* TASKS AND EXERCISES
a. In the text on AI risks for corporate directors, what could regulators demand access to?
b. Extend the text on AI risks for corporate directors past its final sentence.

* TEXT EXCERPT
Just as you would never allow directors to send board books through unsecured email, AI tools need guardrails.

Key Risks Identified in the Director’s Guide

The Skadden memorandum outlines several risks directors must consider when using AI in their corporate capacities:

  1. Confidentiality and Data Leakage – Uploading sensitive materials into public AI systems risks exposing trade secrets or personal data. Even if the information is deleted from a user’s history, the AI vendor may still retain and train on it.
  2. Discovery and Litigation Risks – AI chats are records. Like emails, they may be discoverable in litigation or regulatory reviews. Regulators could demand access to AI interactions if they involve matters under scrutiny, such as antitrust reviews of mergers and acquisitions (M&A) activity.
  3. Loss of Privilege – Using AI to transcribe board meetings or communications with counsel risks waiving attorney-client privilege. Once third parties have access, privilege may be lost forever.
  4. Accuracy and Hallucinations – AI outputs can be wrong, biased, or outdated. Treating AI results as authoritative without verification exposes directors to poor decision-making and potential breaches of fiduciary duties.
  5. Erosion of Human Judgment – Over-reliance on AI to make HR, strategy, or other critical decisions risks abdicating the duty of care and loyalty. Directors must remain firmly “in the loop”.

Compliance Lessons for Professionals

From these risks, we can distill key lessons for compliance officers advising boards and executives on AI governance.

1. Confidential Information Must Stay Inside the Perimeter

Compliance professionals should establish clear rules: no uploading of board materials, personal data, or trade secrets into public AI tools. Instead, direct the board to company-approved platforms that are vetted for security and configured to prevent training on sensitive inputs. This is not just a best practice; it may also be required to comply with contractual obligations, privacy laws, and internal data-protection policies.

* GIVEN INFORMATION
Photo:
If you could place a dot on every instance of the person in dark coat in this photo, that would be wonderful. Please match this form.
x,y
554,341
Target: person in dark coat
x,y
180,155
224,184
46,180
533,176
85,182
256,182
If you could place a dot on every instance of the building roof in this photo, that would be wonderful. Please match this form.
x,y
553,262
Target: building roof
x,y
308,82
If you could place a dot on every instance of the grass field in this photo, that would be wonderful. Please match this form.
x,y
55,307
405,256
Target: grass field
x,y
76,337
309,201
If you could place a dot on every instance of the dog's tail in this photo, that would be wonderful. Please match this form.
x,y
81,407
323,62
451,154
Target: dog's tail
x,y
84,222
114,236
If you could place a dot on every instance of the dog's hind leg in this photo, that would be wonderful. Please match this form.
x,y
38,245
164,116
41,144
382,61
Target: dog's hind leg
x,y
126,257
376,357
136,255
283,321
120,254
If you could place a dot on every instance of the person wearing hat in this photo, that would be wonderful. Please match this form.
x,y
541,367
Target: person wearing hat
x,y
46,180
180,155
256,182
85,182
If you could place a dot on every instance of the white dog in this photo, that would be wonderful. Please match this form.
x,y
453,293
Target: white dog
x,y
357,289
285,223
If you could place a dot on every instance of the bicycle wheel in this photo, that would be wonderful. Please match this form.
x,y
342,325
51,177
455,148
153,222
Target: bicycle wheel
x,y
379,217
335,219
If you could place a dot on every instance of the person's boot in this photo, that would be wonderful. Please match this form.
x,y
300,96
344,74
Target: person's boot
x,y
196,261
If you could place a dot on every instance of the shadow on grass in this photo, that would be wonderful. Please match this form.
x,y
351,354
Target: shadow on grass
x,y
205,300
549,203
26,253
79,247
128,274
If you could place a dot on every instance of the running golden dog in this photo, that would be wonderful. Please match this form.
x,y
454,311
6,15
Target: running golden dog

* ANSWERS FOR THIS EXERCISE
a. AI interactions that involve matters under scrutiny, such as antitrust reviews of M&A activity.

b.
2. Treat AI Chats as Discoverable Records

Boards should assume that anything shared with AI may one day be discoverable by others. Compliance professionals must include AI chats and transcripts in records-retention policies and advise directors to avoid discussing sensitive legal or competitive issues in public AI systems. This lesson mirrors earlier corporate missteps with text messages and messaging apps. AI is the new frontier for discoverability.

3. Preserve Privilege by Avoiding AI for Legal Matters

Directors must not use AI to record privileged discussions with counsel or board meetings, as this would violate the attorney-client privilege. Compliance officers should make this an explicit policy. Approved transcription tools may be used for training sessions or customer service calls, but never for board-level deliberations. Losing privilege could cripple a company’s defense in litigation. Compliance officers should hammer this home during board training.

4. Verify Before You Trust

AI has a well-documented tendency to “hallucinate.” Directors must be reminded: AI is not a single source of truth. Compliance programs should emphasize verification. Encourage directors to cross-check AI outputs against trusted sources and ensure management reviews AI-generated analyses before relying on them for decision-making.

5. AI Is a Tool, Not a Decision-Maker

The most important compliance lesson: AI augments but does not replace human judgment. Directors remain bound by duties of care and loyalty. Compliance professionals must make clear that delegating decision-making to AI tools could not only harm the company but also expose directors to personal liability.

Building a Compliance Framework for Board Use of AI

The Skadden guide closes by urging boards to develop clear policies for AI use, including approved tools, acceptable uses, and required disclosures. For compliance officers, this is an opportunity to lead.

Here are key framework elements to consider:

  • Approved Tools List – Maintain a list of AI platforms validated by IT and legal for security and compliance.
  • Acceptable Use Policy – Define when and how directors may use AI (e.g., industry research, summarizing public filings) versus prohibited uses (e.g., uploading board decks, transcribing meetings).
  • Training and Awareness – Provide directors with training on AI risks, including confidentiality, discoverability, and hallucinations.
  • Monitoring and Audit – Periodically review the use of AI by directors to ensure compliance with relevant policies and regulations.
  • Disclosure Requirements – Require directors to disclose if AI tools were used to generate or summarize board-related materials.

Final Thoughts

The “Do’s and Don’ts of Using AI” is a timely reminder: AI governance is not only about company-wide adoption. It also starts at the top, with the board itself. Directors tempted to use AI in their own roles face unique risks. These risks could compromise confidentiality, destroy privilege, or erode fiduciary oversight.

For compliance professionals, this presents an opportunity to serve as both educator and enforcer. Just as compliance led the charge on insider trading policies, conflicts of interest, and anti-bribery training, so too must we lead on AI governance.

The bottom line is that AI can be an extraordinary tool for directors. But without compliance guardrails, it can also be a governance trap. Our role is to ensure the boardroom and the company stay on the right side of that line.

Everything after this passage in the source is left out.